EXERCISE DIRECTIONS
Please repeat every entry, keeping each one exactly the same.

Natural language region descriptions
━━━━━━━━━━━━━━━━━━━━

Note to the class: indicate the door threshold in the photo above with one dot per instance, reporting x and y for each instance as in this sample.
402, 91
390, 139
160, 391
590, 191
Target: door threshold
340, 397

━━━━━━━━━━━━━━━━━━━━

OUTPUT OF THE EXERCISE
Note to the class: indicate the door threshold in the photo above with one dot per instance, reporting x and y for each instance as in this sample.
402, 91
390, 139
160, 391
590, 191
Target: door threshold
340, 397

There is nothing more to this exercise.